━━━ Records for processing ━━━
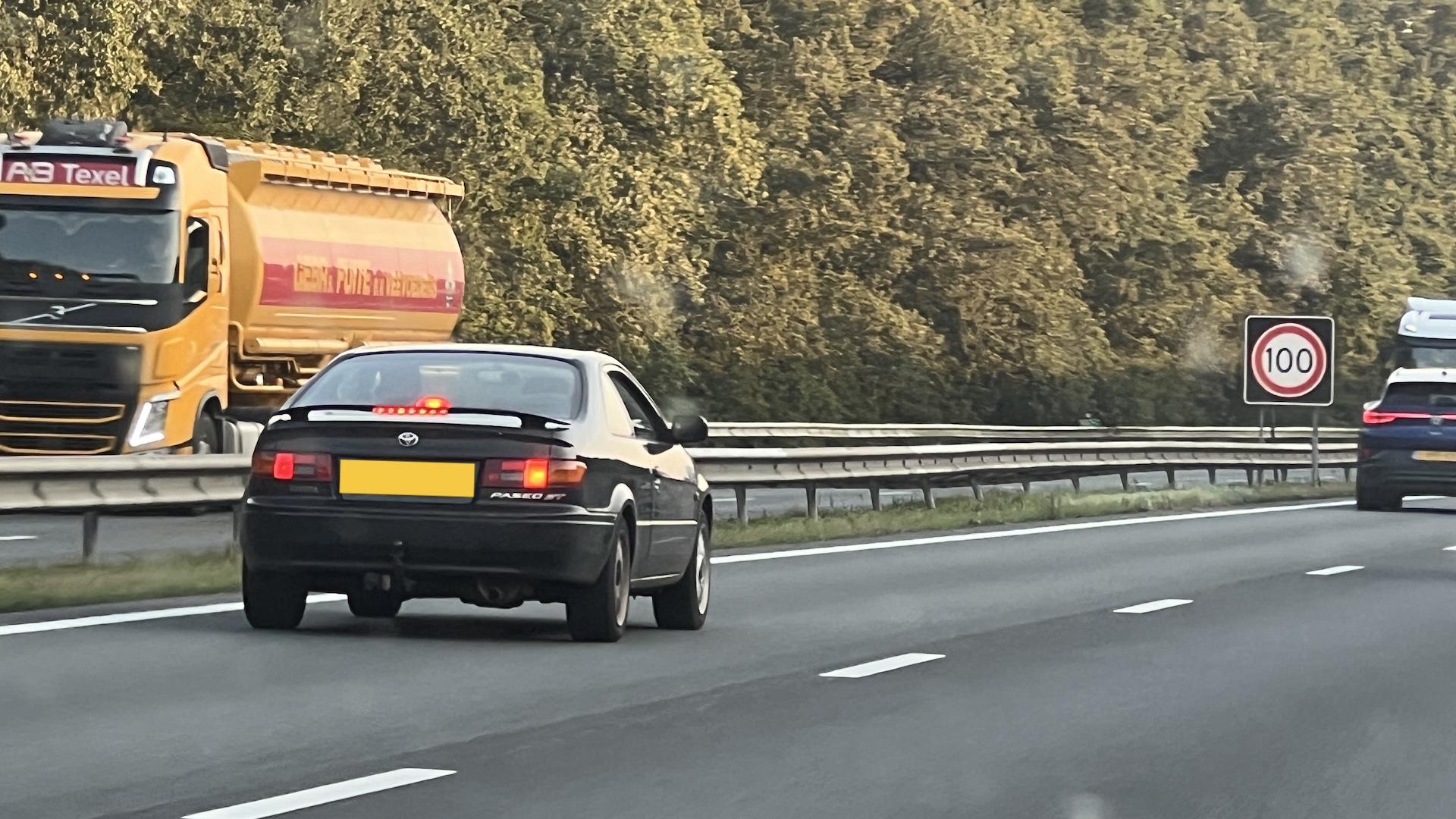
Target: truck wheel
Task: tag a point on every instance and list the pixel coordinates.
(206, 435)
(599, 613)
(273, 599)
(375, 604)
(683, 605)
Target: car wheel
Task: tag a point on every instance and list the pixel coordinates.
(273, 599)
(683, 605)
(375, 604)
(599, 613)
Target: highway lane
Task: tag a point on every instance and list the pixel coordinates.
(55, 538)
(1044, 698)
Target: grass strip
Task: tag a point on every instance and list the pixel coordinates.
(150, 577)
(24, 588)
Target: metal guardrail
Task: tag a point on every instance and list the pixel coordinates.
(95, 484)
(728, 430)
(977, 465)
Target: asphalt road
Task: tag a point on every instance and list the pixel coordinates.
(57, 538)
(1250, 689)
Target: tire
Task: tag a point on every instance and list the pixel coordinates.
(273, 601)
(207, 435)
(599, 613)
(375, 604)
(1375, 500)
(683, 605)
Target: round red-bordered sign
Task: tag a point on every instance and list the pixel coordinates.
(1277, 360)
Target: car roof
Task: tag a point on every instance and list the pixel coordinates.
(1427, 375)
(564, 353)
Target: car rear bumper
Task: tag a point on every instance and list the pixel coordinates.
(558, 547)
(1398, 469)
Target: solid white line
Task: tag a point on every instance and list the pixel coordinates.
(1153, 607)
(881, 667)
(1028, 531)
(1335, 570)
(324, 795)
(139, 617)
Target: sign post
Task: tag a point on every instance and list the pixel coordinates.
(1289, 360)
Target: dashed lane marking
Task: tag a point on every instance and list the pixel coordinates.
(1153, 607)
(881, 667)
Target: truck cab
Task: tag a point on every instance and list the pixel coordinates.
(155, 287)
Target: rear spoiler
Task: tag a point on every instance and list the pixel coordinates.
(526, 419)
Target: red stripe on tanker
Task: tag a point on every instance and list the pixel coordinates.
(308, 273)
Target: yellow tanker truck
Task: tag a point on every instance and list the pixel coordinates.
(158, 289)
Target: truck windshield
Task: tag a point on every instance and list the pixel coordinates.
(124, 245)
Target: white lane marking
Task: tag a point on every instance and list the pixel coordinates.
(881, 667)
(139, 617)
(324, 795)
(1334, 570)
(1153, 607)
(1027, 531)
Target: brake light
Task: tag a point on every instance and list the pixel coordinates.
(293, 465)
(1375, 417)
(427, 406)
(536, 474)
(533, 474)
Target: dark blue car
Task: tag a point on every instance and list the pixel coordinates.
(1408, 441)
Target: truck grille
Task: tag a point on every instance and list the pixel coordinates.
(66, 398)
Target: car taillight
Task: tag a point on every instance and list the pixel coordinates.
(293, 465)
(1378, 417)
(533, 474)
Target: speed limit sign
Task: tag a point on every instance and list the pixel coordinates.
(1289, 360)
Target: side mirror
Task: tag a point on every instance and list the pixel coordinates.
(689, 428)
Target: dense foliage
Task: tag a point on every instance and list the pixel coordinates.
(1001, 210)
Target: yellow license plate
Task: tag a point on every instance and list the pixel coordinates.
(406, 479)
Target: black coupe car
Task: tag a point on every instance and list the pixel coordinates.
(494, 474)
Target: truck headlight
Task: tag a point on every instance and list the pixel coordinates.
(152, 422)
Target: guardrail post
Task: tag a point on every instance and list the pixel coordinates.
(89, 522)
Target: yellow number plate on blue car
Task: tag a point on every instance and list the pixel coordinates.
(406, 479)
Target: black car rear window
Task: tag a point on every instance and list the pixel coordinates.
(1420, 394)
(479, 381)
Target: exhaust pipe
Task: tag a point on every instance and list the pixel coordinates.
(498, 595)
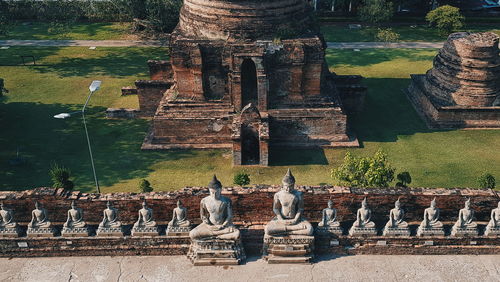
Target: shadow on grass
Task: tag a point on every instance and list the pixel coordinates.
(31, 130)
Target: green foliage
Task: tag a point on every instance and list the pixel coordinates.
(387, 35)
(376, 11)
(145, 186)
(241, 178)
(446, 18)
(404, 179)
(486, 181)
(364, 172)
(60, 177)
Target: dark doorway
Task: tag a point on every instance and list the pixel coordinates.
(250, 153)
(248, 83)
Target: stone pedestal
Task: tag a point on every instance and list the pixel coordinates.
(216, 252)
(363, 231)
(40, 232)
(145, 231)
(75, 232)
(289, 249)
(430, 232)
(109, 232)
(175, 231)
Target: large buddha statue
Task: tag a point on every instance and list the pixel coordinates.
(216, 216)
(431, 224)
(363, 224)
(396, 226)
(288, 206)
(493, 227)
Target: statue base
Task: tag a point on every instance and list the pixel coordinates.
(288, 249)
(109, 232)
(464, 232)
(176, 231)
(492, 231)
(75, 232)
(40, 232)
(396, 232)
(430, 232)
(363, 231)
(216, 252)
(145, 231)
(9, 232)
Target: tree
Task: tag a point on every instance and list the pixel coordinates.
(486, 181)
(241, 178)
(446, 18)
(376, 11)
(145, 186)
(364, 172)
(60, 177)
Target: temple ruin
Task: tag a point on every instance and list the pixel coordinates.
(247, 76)
(462, 90)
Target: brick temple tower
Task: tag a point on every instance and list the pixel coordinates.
(249, 76)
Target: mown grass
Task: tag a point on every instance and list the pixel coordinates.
(342, 33)
(434, 158)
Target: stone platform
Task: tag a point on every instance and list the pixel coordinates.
(289, 249)
(216, 252)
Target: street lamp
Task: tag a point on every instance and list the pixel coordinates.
(94, 86)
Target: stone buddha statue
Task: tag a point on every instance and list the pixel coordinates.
(39, 218)
(288, 206)
(179, 216)
(110, 217)
(75, 217)
(396, 224)
(216, 215)
(6, 218)
(145, 218)
(493, 227)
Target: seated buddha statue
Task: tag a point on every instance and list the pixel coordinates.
(288, 206)
(216, 216)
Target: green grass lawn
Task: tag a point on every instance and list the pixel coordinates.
(82, 31)
(434, 158)
(341, 33)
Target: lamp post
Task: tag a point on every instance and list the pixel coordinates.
(94, 86)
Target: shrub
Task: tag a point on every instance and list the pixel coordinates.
(60, 177)
(241, 178)
(145, 186)
(376, 11)
(404, 179)
(364, 172)
(446, 18)
(486, 181)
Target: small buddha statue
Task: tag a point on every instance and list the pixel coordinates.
(75, 217)
(39, 217)
(6, 218)
(329, 218)
(216, 216)
(110, 217)
(288, 206)
(179, 216)
(145, 217)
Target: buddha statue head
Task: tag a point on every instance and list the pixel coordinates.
(215, 187)
(288, 181)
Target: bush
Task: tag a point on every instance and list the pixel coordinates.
(404, 179)
(376, 11)
(145, 186)
(60, 177)
(364, 172)
(241, 178)
(446, 18)
(486, 181)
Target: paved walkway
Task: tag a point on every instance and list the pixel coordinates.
(156, 43)
(178, 268)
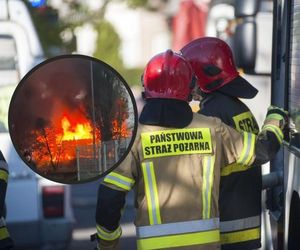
━━━
* **Given task**:
Return the entire listing above verbatim, line for line and with nothing altered, but omit the pictures.

* **Expected output**:
Target: truck wheel
Task: tag a point on every instance and list the pixel coordinates.
(206, 435)
(599, 613)
(273, 599)
(375, 604)
(683, 605)
Target: car wheel
Task: tag a point on every instance and list the pixel coordinates.
(273, 599)
(683, 605)
(375, 604)
(599, 613)
Target: highway lane
Task: tag a point on every instance and list the pixel coordinates.
(55, 538)
(1044, 698)
Target: grass strip
Task: tag a point on every instance and list the pixel coordinates.
(150, 577)
(24, 588)
Target: metal guardrail
Task: tag a point on every instance and list the pixel coordinates.
(95, 484)
(728, 430)
(977, 465)
Target: asphalt road
Task: tag a point on every instance and list the pixel coordinates.
(57, 538)
(1250, 689)
Target: tire
Task: tag a point on every instance and list the pixel coordinates.
(273, 601)
(207, 435)
(599, 613)
(375, 604)
(1375, 500)
(683, 605)
Target: round red-bordered sign
Task: tag a point on every instance and list the pixel coordinates.
(1277, 360)
Target: car roof
Task: tag a point on every instance and list the pixel coordinates.
(1427, 375)
(564, 353)
Target: car rear bumper
Task: tag a point on every instance and list the pixel coordinates.
(558, 547)
(1398, 469)
Target: solid white line
Task: tag a point on every instance and list the pixel coordinates.
(1153, 607)
(881, 667)
(1028, 531)
(1335, 570)
(324, 795)
(139, 617)
Target: sign post
Task: tag a point on every instance and list the pixel coordinates.
(1289, 360)
Target: dashed lane marking
Task: tag a point on every instance and list the pixel coordinates.
(1153, 607)
(881, 667)
Target: truck cab
Task: tag a point on every instance and list the pixel coordinates.
(155, 287)
Target: rear spoiler
Task: tag a point on every instance and list the pixel coordinates.
(526, 419)
Target: red stripe on tanker
Task: tag a point on every instance and list the pixel coordinates.
(308, 273)
Target: yellow tanker truck
Task: tag a point on every instance and list the pixel coordinates.
(158, 289)
Target: truck windshield
Task: tag a point on every instance and list the pixel coordinates.
(124, 245)
Target: white lane marking
Task: tag a point on every instance and list the pixel coordinates.
(881, 667)
(139, 617)
(324, 795)
(1334, 570)
(1153, 607)
(1027, 531)
Target: brake light
Task: tag a point on every instance and list the pixel coordinates.
(293, 465)
(1375, 417)
(427, 406)
(536, 474)
(533, 474)
Target: dark blue car
Task: tag a point on every instance and list the pixel coordinates.
(1408, 441)
Target: truck grille
Task: tag a point on every instance and list the pixel coordinates.
(66, 398)
Target: car taillight
Task: tag a point on every instance and list the pixel coordinates.
(293, 465)
(1378, 417)
(533, 474)
Target: speed limit sign
Task: tag a point on every instance and list the pixel coordinates.
(1289, 360)
Target: side mirror
Task: tag a point on every instance and list the pixel coordinates.
(689, 428)
Target: dense foliage
Task: tag a point on every instance and list the pixel coordinates.
(1001, 210)
Target: yellow license plate
Task: tag a point on every instance and list the pixel coordinates.
(406, 479)
Target: black coupe car
Task: tag a point on every instance and list the pixel coordinates.
(494, 474)
Target: truck headlight
Task: tag a point on every instance and list the pixel coordinates.
(152, 422)
Target: guardrail post
Task: tag a point on every instance and list the pixel coordinates.
(89, 522)
Target: yellow number plate on blue car
Task: tag a point on every instance and list the pixel coordinates.
(406, 479)
Target: black car rear window
Task: tag a point on every instance and list the pixel coordinates.
(1420, 394)
(479, 381)
Target: exhaust pipe
Task: tag a point on every instance and list the pixel coordinates.
(498, 595)
Target: shadow on grass
Task: tag a point on every instance and list the pixel coordinates.
(31, 130)
Target: green foliage
Task: tag a point on every instance and list the pixel coordinates.
(387, 35)
(376, 11)
(145, 186)
(241, 178)
(446, 18)
(404, 179)
(486, 181)
(364, 172)
(60, 177)
Target: dark doorway
Task: tag a point on every instance and list the pixel coordinates.
(250, 153)
(248, 83)
Target: stone pedestal
Task: tag a point on every instance and list the pixel coordinates.
(216, 252)
(363, 231)
(40, 232)
(145, 231)
(75, 232)
(289, 249)
(430, 232)
(109, 232)
(175, 231)
Target: large buddha statue
Task: tag a point on every instance and list the pixel coordinates.
(216, 216)
(431, 224)
(363, 224)
(396, 226)
(288, 206)
(493, 227)
Target: statue base
Task: tag a point on every instance and list the pixel coordinates.
(288, 249)
(109, 232)
(464, 232)
(176, 231)
(492, 231)
(75, 232)
(40, 232)
(396, 232)
(430, 232)
(363, 231)
(216, 252)
(145, 231)
(9, 232)
Target: tree
Task: tag a point on every instance and list the pixel coordinates.
(486, 181)
(241, 178)
(446, 18)
(376, 11)
(145, 186)
(364, 172)
(60, 177)
Target: temple ruin
Task: tag a point on every instance and list the pixel coordinates.
(247, 76)
(462, 90)
Target: brick temple tower
Task: tag a point on every instance and list the pixel coordinates.
(249, 76)
Target: mown grass
Task: tag a point on every instance and list the pixel coordinates.
(342, 33)
(434, 158)
Target: stone platform
Task: tag a point on every instance and list the pixel coordinates.
(289, 249)
(216, 252)
Target: street lamp
Task: tag a point on every instance and list the pixel coordinates.
(94, 86)
Target: stone buddha statue
Task: tag a point on every instance and list the pixel coordinates.
(39, 218)
(288, 206)
(179, 216)
(110, 217)
(75, 217)
(396, 224)
(216, 215)
(6, 218)
(145, 218)
(493, 227)
Target: seated buddha statue
Task: tag a point on every instance and list the pixel coordinates.
(288, 206)
(216, 216)
Target: green grass lawn
Task: tag a point on every instance and list the pixel coordinates.
(82, 31)
(434, 158)
(341, 33)
Target: lamp post
Task: tag a point on every instance and list the pixel coordinates.
(94, 86)
Target: shrub
Task: tag a point on every instance and list the pixel coordinates.
(60, 177)
(241, 178)
(145, 186)
(376, 11)
(404, 179)
(364, 172)
(446, 18)
(486, 181)
Target: small buddha statue
Task: tag a point on every instance and list the pixel coordinates.
(75, 217)
(39, 217)
(6, 218)
(329, 218)
(216, 216)
(110, 217)
(288, 206)
(179, 216)
(145, 217)
Target: buddha statue head
Task: tag a point on every instance and list the pixel coordinates.
(215, 187)
(288, 181)
Target: bush
Task: tag a point on every instance and list the pixel coordinates.
(404, 179)
(376, 11)
(145, 186)
(60, 177)
(364, 172)
(241, 178)
(446, 18)
(486, 181)
Target: paved walkway
Task: tag a point on every instance and list the pixel coordinates.
(156, 43)
(178, 268)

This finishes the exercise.